Pull out every line of the items below that contains the string "covered". Case counts.

▼

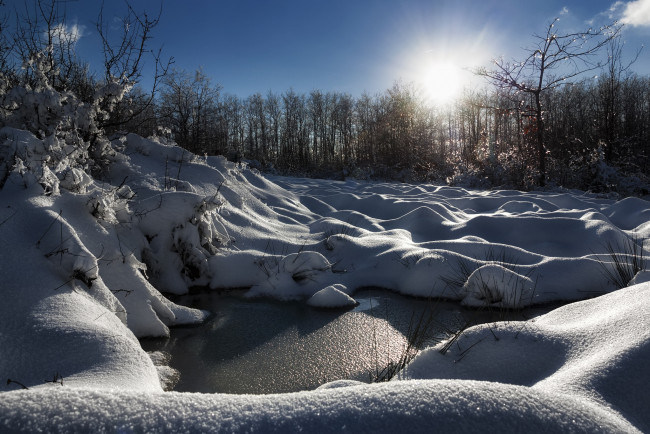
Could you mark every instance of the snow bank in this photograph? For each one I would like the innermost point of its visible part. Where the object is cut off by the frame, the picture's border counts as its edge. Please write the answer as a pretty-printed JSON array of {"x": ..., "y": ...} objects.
[{"x": 84, "y": 263}]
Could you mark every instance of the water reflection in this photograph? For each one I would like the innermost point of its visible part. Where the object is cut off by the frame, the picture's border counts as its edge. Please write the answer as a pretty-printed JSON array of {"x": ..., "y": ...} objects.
[{"x": 265, "y": 346}]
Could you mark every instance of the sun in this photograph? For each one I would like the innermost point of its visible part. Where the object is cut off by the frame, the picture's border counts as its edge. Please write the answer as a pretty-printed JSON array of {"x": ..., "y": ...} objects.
[{"x": 441, "y": 81}]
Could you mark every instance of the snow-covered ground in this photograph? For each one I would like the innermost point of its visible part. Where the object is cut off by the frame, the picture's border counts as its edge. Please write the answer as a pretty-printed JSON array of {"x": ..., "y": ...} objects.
[{"x": 83, "y": 268}]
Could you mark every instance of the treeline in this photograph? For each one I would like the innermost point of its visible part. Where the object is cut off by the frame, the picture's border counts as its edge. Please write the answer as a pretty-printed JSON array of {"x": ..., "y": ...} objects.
[{"x": 597, "y": 132}]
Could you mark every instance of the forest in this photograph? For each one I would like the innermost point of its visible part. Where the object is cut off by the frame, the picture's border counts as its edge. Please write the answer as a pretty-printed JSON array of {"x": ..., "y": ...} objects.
[{"x": 595, "y": 126}]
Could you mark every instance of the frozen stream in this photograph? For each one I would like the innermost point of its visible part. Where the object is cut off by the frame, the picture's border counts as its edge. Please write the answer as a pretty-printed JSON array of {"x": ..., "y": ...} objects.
[{"x": 266, "y": 346}]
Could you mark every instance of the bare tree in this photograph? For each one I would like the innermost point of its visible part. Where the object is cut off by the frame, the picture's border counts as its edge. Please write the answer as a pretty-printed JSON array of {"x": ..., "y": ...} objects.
[
  {"x": 125, "y": 54},
  {"x": 553, "y": 61}
]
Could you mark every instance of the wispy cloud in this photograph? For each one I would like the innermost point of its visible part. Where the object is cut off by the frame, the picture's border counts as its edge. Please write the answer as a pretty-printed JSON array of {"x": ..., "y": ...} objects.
[{"x": 636, "y": 13}]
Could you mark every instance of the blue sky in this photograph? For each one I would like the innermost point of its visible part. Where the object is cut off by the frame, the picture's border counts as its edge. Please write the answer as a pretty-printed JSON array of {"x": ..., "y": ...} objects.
[{"x": 348, "y": 45}]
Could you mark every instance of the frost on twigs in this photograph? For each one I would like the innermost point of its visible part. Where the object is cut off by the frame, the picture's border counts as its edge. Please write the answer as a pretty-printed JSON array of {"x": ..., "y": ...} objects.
[{"x": 495, "y": 285}]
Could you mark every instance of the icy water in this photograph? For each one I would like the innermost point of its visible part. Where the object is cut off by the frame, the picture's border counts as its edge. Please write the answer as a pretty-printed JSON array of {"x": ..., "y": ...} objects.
[{"x": 265, "y": 346}]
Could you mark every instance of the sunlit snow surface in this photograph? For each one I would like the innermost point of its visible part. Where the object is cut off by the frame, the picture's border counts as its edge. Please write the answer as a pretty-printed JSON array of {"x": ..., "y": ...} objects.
[{"x": 73, "y": 271}]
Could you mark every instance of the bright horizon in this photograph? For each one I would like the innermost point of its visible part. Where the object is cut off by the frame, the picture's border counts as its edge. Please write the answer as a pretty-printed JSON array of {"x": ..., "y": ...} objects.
[{"x": 354, "y": 47}]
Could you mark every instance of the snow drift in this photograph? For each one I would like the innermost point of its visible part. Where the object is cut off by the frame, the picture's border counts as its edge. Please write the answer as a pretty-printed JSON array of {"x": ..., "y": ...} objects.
[{"x": 84, "y": 263}]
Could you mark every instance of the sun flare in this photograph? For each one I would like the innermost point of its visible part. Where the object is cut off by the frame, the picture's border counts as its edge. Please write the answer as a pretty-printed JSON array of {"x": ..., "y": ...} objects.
[{"x": 441, "y": 81}]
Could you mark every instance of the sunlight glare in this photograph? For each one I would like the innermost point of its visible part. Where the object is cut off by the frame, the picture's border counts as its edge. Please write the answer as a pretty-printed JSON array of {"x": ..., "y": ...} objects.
[{"x": 441, "y": 81}]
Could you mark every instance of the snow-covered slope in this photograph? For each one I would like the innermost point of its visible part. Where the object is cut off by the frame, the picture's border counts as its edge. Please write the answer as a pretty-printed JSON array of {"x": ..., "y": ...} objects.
[{"x": 83, "y": 262}]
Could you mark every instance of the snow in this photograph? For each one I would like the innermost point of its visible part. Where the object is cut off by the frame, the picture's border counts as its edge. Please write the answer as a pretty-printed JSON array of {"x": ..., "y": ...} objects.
[
  {"x": 332, "y": 296},
  {"x": 85, "y": 261}
]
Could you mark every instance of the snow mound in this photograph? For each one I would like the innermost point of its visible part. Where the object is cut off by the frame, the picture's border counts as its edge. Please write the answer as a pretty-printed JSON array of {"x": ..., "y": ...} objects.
[
  {"x": 85, "y": 263},
  {"x": 331, "y": 296}
]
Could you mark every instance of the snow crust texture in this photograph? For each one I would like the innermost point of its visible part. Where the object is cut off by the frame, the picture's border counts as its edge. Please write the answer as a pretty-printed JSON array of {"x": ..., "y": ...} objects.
[{"x": 84, "y": 264}]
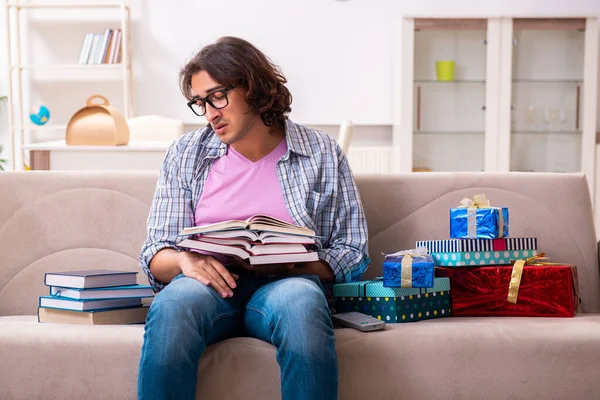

▲

THE ANSWER —
Could you mark every instance of the snow-covered ground in this photograph? For each one I would like the innermost point of its visible part. Where the object is cut off by the frame, the picture's border counts as its edge. Please write the answer as a pretty-printed JSON array of {"x": ..., "y": ...} objects.
Could you mark every instance of the snow-covered slope in this photograph? For each one I would like the innermost point of its visible part. Where the object is cut off by the frame, the picture's border counts as its edge. Please write the answer as a pretty-printed JSON array of {"x": ..., "y": ...} objects.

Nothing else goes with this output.